>>

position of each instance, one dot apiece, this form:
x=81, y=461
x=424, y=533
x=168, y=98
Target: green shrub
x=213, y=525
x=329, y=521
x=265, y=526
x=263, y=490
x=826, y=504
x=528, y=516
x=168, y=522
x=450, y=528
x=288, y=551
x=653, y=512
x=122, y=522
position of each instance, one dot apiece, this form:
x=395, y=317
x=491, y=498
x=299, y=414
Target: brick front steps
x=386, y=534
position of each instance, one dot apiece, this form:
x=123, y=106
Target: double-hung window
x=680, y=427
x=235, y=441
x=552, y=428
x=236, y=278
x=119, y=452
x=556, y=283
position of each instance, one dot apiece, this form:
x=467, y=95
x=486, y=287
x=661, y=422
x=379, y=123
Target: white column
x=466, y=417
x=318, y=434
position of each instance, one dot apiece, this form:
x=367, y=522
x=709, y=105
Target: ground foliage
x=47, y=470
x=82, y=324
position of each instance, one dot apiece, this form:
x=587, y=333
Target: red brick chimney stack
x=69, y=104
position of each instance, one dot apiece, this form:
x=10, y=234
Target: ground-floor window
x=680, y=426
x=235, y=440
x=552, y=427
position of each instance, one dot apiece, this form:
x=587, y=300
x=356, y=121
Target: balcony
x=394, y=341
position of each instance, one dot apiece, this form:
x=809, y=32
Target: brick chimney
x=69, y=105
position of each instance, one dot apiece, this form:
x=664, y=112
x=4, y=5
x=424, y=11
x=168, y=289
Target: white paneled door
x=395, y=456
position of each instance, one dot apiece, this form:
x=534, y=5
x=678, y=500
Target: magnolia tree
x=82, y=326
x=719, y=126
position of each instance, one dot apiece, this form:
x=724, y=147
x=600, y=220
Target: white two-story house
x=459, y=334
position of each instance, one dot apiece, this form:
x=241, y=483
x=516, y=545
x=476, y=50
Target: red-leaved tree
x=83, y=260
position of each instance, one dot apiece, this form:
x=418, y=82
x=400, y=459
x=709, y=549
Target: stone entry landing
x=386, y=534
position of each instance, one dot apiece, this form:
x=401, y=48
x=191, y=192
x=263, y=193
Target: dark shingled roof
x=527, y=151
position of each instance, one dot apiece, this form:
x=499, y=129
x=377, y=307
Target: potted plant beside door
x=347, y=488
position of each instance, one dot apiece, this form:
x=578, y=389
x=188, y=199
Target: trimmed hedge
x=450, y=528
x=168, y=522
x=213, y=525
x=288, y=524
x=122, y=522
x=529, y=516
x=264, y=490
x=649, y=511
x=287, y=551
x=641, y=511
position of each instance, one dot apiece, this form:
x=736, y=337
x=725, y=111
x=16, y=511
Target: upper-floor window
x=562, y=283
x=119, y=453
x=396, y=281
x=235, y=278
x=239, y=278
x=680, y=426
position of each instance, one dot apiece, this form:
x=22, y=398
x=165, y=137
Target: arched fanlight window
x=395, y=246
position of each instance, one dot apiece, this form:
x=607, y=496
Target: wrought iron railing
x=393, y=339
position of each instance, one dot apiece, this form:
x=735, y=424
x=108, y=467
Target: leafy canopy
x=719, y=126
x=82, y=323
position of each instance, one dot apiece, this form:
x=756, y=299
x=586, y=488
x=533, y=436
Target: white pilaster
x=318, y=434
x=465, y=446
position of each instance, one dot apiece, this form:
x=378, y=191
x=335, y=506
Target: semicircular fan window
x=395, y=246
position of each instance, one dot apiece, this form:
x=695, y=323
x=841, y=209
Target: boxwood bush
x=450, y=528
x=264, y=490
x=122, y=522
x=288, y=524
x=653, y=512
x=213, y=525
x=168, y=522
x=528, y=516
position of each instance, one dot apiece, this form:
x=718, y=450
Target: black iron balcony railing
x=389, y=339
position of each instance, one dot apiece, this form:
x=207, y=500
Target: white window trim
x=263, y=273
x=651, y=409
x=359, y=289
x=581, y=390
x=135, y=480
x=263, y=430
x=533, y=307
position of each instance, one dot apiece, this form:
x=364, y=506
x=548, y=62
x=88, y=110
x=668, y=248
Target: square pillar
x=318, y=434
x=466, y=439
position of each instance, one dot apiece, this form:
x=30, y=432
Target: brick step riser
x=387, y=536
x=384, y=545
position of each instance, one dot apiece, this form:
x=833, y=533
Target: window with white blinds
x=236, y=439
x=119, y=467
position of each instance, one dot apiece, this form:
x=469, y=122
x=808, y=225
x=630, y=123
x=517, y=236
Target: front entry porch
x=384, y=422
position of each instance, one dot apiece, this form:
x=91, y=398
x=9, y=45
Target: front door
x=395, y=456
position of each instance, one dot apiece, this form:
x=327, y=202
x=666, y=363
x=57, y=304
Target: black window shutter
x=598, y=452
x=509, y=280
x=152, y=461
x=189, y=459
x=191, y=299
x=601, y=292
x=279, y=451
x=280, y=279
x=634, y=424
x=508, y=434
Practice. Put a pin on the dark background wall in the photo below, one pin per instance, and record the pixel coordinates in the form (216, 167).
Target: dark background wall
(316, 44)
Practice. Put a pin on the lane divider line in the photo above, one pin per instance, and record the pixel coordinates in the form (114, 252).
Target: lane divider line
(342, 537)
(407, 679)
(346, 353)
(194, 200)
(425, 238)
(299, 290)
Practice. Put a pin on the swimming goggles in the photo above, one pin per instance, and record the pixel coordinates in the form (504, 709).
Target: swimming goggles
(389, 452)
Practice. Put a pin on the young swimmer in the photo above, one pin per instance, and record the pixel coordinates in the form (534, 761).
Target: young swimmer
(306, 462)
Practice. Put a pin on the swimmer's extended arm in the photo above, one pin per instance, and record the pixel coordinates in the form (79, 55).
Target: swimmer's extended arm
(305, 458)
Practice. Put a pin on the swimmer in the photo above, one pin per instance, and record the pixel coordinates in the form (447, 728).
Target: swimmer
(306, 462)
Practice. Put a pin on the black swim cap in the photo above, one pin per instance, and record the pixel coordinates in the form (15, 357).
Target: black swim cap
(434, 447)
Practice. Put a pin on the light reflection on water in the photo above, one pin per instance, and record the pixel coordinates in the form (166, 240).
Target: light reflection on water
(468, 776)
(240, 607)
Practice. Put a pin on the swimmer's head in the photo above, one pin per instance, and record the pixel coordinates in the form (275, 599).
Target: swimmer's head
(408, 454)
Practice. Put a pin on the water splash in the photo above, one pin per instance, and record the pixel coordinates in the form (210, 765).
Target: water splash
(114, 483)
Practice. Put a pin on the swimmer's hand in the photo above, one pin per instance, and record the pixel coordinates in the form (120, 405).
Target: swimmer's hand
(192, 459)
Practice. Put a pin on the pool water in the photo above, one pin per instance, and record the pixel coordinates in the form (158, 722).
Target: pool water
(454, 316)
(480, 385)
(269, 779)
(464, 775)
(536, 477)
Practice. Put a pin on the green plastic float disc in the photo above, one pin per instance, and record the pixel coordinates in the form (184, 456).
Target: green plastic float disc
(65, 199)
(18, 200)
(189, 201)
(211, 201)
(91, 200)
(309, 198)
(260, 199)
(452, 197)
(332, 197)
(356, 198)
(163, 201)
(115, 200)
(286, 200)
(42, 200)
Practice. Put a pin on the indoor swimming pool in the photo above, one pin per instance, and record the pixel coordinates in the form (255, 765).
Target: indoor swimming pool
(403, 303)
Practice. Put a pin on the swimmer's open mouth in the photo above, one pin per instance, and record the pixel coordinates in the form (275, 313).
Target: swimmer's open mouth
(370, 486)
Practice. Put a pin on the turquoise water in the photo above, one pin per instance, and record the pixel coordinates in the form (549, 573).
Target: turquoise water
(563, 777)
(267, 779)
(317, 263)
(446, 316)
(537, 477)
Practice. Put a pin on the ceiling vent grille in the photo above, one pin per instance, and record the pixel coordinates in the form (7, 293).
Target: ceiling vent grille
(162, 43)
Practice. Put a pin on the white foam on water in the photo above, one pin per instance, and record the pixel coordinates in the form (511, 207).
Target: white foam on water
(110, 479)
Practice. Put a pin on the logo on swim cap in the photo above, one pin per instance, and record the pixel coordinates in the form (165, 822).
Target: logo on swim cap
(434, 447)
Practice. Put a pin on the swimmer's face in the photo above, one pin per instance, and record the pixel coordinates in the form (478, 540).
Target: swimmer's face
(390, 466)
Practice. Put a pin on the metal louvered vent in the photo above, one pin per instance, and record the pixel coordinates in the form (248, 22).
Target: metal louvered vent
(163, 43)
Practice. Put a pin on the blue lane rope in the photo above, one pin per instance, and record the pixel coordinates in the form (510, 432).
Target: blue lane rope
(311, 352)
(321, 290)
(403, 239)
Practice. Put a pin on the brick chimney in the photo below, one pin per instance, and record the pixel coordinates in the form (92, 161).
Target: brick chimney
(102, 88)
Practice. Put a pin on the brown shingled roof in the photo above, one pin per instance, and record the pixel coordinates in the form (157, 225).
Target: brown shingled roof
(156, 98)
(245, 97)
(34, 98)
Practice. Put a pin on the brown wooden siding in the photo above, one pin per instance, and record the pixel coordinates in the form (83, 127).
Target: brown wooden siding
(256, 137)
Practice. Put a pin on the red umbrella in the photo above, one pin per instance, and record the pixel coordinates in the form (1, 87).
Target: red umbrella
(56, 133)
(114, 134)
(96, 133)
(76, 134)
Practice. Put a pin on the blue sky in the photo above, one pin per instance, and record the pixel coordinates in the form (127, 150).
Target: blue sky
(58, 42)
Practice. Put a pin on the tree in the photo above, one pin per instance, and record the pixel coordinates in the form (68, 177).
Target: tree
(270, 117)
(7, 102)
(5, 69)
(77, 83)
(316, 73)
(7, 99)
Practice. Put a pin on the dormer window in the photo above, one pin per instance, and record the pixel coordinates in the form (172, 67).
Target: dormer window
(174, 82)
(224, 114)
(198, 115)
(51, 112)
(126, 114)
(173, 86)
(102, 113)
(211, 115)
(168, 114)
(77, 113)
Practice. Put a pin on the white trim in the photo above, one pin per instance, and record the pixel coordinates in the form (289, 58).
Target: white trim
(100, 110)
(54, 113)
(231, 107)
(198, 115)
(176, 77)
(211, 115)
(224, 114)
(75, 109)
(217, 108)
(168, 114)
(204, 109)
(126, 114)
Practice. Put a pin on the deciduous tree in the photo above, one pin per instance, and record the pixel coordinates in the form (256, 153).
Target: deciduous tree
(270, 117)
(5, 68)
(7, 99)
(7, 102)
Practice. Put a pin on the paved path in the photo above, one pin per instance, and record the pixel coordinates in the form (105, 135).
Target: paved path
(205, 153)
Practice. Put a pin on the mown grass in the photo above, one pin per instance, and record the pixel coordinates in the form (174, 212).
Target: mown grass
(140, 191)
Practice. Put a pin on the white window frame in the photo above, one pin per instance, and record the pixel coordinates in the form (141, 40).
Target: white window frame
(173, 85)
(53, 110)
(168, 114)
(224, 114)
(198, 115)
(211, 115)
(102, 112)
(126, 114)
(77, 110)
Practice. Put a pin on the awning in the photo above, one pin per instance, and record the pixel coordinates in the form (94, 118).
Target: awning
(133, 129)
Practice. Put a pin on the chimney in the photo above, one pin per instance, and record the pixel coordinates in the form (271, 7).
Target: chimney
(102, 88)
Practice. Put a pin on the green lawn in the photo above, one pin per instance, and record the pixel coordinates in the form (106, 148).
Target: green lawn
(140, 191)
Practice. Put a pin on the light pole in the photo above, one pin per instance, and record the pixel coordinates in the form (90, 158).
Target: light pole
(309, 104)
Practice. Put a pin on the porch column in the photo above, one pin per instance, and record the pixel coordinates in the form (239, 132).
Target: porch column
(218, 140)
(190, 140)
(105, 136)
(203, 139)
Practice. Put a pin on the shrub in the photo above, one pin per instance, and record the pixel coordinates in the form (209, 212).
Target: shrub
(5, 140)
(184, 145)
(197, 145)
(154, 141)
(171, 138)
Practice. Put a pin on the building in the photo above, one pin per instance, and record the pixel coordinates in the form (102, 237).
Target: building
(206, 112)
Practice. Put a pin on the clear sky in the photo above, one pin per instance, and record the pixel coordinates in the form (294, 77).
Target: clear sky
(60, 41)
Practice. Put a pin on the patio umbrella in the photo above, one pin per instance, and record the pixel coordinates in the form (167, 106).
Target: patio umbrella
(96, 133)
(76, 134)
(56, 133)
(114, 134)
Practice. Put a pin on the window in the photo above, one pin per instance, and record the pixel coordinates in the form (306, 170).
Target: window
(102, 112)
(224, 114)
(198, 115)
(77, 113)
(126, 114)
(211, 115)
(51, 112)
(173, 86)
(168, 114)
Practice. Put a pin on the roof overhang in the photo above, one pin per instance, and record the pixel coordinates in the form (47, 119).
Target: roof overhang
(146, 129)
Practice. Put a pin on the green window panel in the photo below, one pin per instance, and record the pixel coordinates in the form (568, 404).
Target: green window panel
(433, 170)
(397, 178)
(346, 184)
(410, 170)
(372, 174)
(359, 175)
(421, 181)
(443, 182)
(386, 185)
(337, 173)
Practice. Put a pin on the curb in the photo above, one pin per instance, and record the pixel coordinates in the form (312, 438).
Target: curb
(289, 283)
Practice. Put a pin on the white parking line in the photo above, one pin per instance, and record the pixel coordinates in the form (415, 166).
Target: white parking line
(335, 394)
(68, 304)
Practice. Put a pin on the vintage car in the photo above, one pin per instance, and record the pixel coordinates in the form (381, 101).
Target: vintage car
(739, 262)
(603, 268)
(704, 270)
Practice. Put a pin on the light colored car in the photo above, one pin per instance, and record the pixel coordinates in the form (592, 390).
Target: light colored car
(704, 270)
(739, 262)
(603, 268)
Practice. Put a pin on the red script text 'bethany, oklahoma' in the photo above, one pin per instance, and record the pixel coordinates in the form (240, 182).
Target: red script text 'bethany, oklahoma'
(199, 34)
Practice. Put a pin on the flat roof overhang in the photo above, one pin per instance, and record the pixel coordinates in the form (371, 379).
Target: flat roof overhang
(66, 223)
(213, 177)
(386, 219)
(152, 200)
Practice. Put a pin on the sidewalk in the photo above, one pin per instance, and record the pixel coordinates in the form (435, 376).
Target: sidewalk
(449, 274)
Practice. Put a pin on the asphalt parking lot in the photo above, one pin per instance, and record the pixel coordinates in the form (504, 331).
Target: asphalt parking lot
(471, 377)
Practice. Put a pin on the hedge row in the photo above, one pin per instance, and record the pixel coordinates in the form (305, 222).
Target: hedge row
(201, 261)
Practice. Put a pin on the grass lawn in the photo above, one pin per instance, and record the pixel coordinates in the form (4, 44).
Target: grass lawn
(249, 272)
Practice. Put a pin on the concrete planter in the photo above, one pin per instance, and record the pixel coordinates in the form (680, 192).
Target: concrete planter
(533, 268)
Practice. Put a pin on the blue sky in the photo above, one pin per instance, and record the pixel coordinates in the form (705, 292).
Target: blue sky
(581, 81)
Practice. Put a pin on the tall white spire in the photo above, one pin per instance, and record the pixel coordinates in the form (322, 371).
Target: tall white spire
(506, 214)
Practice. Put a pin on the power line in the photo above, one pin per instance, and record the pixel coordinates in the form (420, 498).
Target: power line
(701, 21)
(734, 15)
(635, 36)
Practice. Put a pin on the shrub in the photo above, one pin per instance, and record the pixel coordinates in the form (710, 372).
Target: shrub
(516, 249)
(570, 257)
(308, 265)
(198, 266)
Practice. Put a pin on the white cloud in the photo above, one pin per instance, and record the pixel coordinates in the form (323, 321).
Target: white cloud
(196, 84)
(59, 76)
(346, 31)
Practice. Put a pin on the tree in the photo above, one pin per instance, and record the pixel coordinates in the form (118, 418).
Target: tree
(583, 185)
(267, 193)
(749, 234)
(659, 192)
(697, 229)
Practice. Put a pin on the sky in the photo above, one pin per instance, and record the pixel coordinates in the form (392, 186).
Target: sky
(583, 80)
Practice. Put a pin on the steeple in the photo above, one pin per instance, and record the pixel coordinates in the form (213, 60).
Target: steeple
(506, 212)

<<

Exactly as they appear above, output the lines of the data from the first through the one that contains "x=123, y=106", and only those lines.

position of each instance, one dot apiece, this form:
x=81, y=461
x=424, y=533
x=168, y=98
Target: green shrub
x=213, y=525
x=329, y=521
x=265, y=526
x=263, y=490
x=826, y=504
x=528, y=516
x=168, y=522
x=450, y=528
x=288, y=551
x=653, y=512
x=122, y=522
position of each instance, one dot apiece, this form:
x=395, y=317
x=491, y=498
x=299, y=414
Target: brick front steps
x=386, y=534
position of each instance, one dot apiece, this form:
x=123, y=106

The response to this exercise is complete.